Reproduce every one of the records below word for word.
+++ Data lines +++
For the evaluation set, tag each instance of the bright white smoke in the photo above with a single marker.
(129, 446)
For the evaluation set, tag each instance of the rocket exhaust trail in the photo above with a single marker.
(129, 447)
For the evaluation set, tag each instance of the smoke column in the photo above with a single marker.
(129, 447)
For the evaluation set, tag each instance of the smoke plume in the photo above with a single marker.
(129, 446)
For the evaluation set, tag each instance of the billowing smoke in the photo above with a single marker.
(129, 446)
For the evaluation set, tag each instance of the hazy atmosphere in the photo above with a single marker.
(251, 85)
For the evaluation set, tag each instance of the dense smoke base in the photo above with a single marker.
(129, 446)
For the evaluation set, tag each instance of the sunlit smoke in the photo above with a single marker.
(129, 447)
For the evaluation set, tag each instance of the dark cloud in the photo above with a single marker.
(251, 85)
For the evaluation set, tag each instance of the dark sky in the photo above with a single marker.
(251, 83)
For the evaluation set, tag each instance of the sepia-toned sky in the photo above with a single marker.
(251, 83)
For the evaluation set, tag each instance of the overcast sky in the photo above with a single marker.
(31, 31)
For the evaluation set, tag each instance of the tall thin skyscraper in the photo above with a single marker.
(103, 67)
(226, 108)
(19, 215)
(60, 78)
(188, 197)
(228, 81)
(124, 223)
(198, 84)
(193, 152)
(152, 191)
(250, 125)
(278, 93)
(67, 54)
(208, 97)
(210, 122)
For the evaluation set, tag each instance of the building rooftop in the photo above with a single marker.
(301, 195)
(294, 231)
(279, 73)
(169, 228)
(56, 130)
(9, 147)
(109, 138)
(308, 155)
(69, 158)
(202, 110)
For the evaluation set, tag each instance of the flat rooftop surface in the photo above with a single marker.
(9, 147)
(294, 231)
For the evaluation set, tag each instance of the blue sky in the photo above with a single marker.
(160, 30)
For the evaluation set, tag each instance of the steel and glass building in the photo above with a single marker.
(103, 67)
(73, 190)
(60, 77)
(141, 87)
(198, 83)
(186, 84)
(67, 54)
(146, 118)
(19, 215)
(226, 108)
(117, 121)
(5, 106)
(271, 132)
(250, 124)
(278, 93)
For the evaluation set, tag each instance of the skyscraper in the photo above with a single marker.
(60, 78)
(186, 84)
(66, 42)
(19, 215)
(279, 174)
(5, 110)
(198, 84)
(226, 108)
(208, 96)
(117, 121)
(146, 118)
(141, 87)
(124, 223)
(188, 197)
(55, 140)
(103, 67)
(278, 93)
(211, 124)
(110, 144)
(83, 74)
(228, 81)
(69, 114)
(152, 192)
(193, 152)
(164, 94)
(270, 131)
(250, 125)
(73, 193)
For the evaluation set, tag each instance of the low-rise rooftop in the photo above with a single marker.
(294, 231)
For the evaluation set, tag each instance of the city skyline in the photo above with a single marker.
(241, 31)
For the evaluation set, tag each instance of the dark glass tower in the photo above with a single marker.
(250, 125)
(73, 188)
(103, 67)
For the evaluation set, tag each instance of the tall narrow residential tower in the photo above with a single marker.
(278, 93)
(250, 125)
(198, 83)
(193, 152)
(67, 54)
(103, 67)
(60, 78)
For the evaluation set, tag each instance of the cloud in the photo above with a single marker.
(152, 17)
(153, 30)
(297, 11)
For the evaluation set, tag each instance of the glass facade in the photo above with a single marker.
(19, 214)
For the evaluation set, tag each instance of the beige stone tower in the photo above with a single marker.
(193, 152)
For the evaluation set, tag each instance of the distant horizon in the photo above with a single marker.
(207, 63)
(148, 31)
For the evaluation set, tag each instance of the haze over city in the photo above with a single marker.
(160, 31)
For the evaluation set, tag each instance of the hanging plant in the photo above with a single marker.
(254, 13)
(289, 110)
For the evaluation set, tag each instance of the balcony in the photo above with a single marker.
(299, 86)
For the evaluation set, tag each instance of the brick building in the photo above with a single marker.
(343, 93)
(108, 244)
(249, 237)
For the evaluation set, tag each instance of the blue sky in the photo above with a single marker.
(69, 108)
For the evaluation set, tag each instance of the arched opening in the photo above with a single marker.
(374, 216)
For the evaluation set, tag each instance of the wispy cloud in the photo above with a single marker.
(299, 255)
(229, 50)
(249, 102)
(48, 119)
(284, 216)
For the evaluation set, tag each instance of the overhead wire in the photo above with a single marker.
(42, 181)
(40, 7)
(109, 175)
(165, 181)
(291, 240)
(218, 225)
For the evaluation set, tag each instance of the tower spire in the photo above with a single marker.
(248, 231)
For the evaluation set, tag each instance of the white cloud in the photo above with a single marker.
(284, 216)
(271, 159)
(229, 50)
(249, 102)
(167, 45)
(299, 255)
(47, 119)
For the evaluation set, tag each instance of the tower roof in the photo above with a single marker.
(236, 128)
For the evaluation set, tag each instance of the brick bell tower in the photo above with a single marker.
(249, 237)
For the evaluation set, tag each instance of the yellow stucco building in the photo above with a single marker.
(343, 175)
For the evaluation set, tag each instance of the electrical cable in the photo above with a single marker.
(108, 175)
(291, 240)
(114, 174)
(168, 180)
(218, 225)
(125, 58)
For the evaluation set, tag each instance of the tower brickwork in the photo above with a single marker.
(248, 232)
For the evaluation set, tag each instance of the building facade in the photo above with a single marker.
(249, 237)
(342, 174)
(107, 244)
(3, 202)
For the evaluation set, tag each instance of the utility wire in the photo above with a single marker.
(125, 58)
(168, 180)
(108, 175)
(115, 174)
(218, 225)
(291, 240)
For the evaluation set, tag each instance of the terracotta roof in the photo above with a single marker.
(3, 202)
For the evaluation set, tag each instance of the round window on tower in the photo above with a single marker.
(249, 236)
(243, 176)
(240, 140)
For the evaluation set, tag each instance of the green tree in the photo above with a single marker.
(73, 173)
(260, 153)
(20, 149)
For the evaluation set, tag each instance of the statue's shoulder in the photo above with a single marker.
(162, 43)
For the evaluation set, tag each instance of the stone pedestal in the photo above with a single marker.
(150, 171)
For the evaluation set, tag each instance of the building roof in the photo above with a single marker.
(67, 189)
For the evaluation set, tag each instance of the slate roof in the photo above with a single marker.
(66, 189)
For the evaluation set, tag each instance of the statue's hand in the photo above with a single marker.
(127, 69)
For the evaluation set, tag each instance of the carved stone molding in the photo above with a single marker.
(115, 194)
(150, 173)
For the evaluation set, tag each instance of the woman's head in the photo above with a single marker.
+++
**Expected answer**
For the evaluation set, tag each instance of the bright white smoke in the photo above with a single marker.
(129, 446)
For the evaluation set, tag each instance of the rocket exhaust trail in the photo above with a single marker.
(129, 447)
For the evaluation set, tag each instance of the smoke column in the photo above with a single marker.
(129, 447)
For the evaluation set, tag each instance of the smoke plume in the photo above with a single marker.
(129, 446)
For the evaluation set, tag each instance of the billowing smoke in the photo above with a single marker.
(129, 446)
For the evaluation set, tag each instance of the hazy atmosphere in the photo above with a single marker.
(251, 85)
For the evaluation set, tag each instance of the dense smoke base in the photo above with a single marker.
(129, 446)
For the evaluation set, tag each instance of the sunlit smoke in the photo above with a single marker.
(129, 447)
For the evaluation set, tag each instance of the dark cloud in the photo above with a single marker.
(251, 85)
For the evaluation set, tag each instance of the dark sky in the photo above with a single marker.
(251, 83)
For the evaluation set, tag each instance of the sepia-toned sky in the photo above with a single marker.
(251, 83)
For the evaluation set, tag each instance of the overcast sky in the photo above with a single marker.
(31, 31)
For the evaluation set, tag each instance of the tall thin skyscraper in the photo above with a single marker.
(103, 67)
(226, 108)
(19, 215)
(60, 78)
(188, 197)
(228, 81)
(124, 223)
(198, 84)
(193, 152)
(152, 191)
(250, 125)
(278, 93)
(67, 54)
(208, 97)
(210, 122)
For the evaluation set, tag each instance of the building rooftop in the photo above with a single marker.
(301, 195)
(294, 231)
(279, 73)
(169, 228)
(56, 130)
(9, 147)
(109, 138)
(308, 155)
(69, 158)
(202, 110)
For the evaluation set, tag each instance of the flat rooftop surface in the photo above with a single marker.
(9, 147)
(294, 231)
For the evaluation set, tag each instance of the blue sky in the photo above with a single marker.
(160, 30)
For the evaluation set, tag each instance of the steel and glass building in the photo above with a single marker.
(103, 67)
(73, 190)
(60, 77)
(141, 87)
(198, 83)
(186, 84)
(67, 54)
(146, 118)
(19, 215)
(226, 108)
(117, 121)
(5, 106)
(271, 132)
(250, 124)
(278, 93)
For the evaluation set, tag each instance of the skyscraper in the photo above with a single marker.
(60, 78)
(186, 84)
(66, 42)
(19, 215)
(279, 174)
(5, 110)
(198, 84)
(226, 108)
(208, 96)
(117, 121)
(146, 118)
(141, 87)
(124, 223)
(188, 197)
(55, 140)
(103, 67)
(278, 93)
(211, 124)
(110, 144)
(83, 74)
(228, 81)
(69, 114)
(152, 192)
(193, 152)
(164, 94)
(270, 131)
(250, 125)
(73, 193)
For the evaluation set, tag each instance of the low-rise rooftop in the photo above with a single marker.
(294, 231)
For the evaluation set, tag each instance of the city skyline in the photo above with a single marker.
(241, 31)
For the evaluation set, tag each instance of the dark glass tower in the photo above with a single marker.
(250, 125)
(73, 188)
(103, 67)
For the evaluation set, tag each instance of the tall narrow residential tower in the photo above with a single marker.
(278, 93)
(250, 125)
(198, 83)
(193, 152)
(67, 54)
(103, 67)
(60, 78)
For the evaluation set, tag each instance of the cloud in the photo above with a single marker.
(152, 17)
(153, 30)
(297, 11)
For the evaluation set, tag each instance of the glass facade in the photo above with a single marker.
(19, 214)
For the evaluation set, tag each instance of the beige stone tower in the photo above with a single marker.
(193, 152)
For the evaluation set, tag each instance of the distant horizon in the photo above with a single marker.
(207, 63)
(148, 31)
For the evaluation set, tag each instance of the haze over city in the photo above with a single marker.
(160, 31)
For the evaluation set, tag each instance of the hanging plant in the photo above with a single marker.
(254, 13)
(289, 110)
For the evaluation set, tag each instance of the balcony in the photo above with a single marker.
(299, 86)
For the evaluation set, tag each instance of the brick building in the photo above with a single marker.
(343, 93)
(108, 244)
(249, 237)
For the evaluation set, tag each instance of the blue sky in the photo above with a single marker.
(69, 108)
For the evaluation set, tag each instance of the arched opening in the photo above with a single marker.
(374, 216)
For the evaluation set, tag each instance of the wispy cloud in the photo above with a single marker.
(299, 255)
(229, 50)
(249, 102)
(48, 119)
(284, 216)
For the evaluation set, tag each instance of the overhead wire in the photo above with a single marker.
(42, 181)
(40, 7)
(109, 175)
(165, 181)
(291, 240)
(218, 225)
For the evaluation set, tag each instance of the tower spire in the photo above with a single marker.
(248, 231)
For the evaluation set, tag each instance of the white cloud in the photo above with a single marker.
(284, 216)
(271, 159)
(229, 50)
(249, 102)
(167, 45)
(299, 255)
(47, 119)
For the evaluation set, tag each instance of the tower roof in the photo above with a single marker.
(236, 128)
For the evaluation set, tag each instance of the brick bell tower in the photo above with a single marker.
(249, 237)
For the evaluation set, tag each instance of the yellow stucco building in the photo above with a single marker.
(343, 175)
For the evaluation set, tag each instance of the electrical cable in the photo above with a single marker.
(108, 175)
(291, 240)
(114, 174)
(168, 180)
(218, 225)
(125, 58)
For the evaluation set, tag each instance of the tower brickwork in the photo above with a single marker.
(248, 232)
For the evaluation set, tag each instance of the building facade in the photo above with a single marker.
(249, 237)
(342, 174)
(107, 244)
(3, 202)
For the evaluation set, tag each instance of the utility wire in the photo above with a single marker.
(125, 58)
(168, 180)
(108, 175)
(115, 174)
(218, 225)
(291, 240)
For the evaluation set, tag each instance of the terracotta roof in the photo above with a single marker.
(3, 202)
For the evaluation set, tag each instance of the round window on tower in the photo above with a single marker.
(249, 236)
(243, 176)
(240, 140)
For the evaluation set, tag each instance of the green tree in the photo above with a single marker.
(73, 173)
(260, 153)
(20, 149)
For the evaluation set, tag each instance of the statue's shoulder in the photo above with a single marker.
(162, 43)
For the evaluation set, tag each instance of the stone pedestal in the photo above with a single marker.
(150, 171)
For the evaluation set, tag each instance of the building roof in the photo above with a single marker.
(67, 189)
For the evaluation set, tag each instance of the slate roof in the photo above with a single marker.
(66, 189)
For the evaluation set, tag each instance of the statue's hand in the photo above with a single marker.
(127, 69)
For the evaluation set, tag each instance of the carved stone molding in the photo above with a single marker.
(115, 194)
(150, 173)
For the evaluation set, tag each instance of the woman's head in the photo above with a single marker.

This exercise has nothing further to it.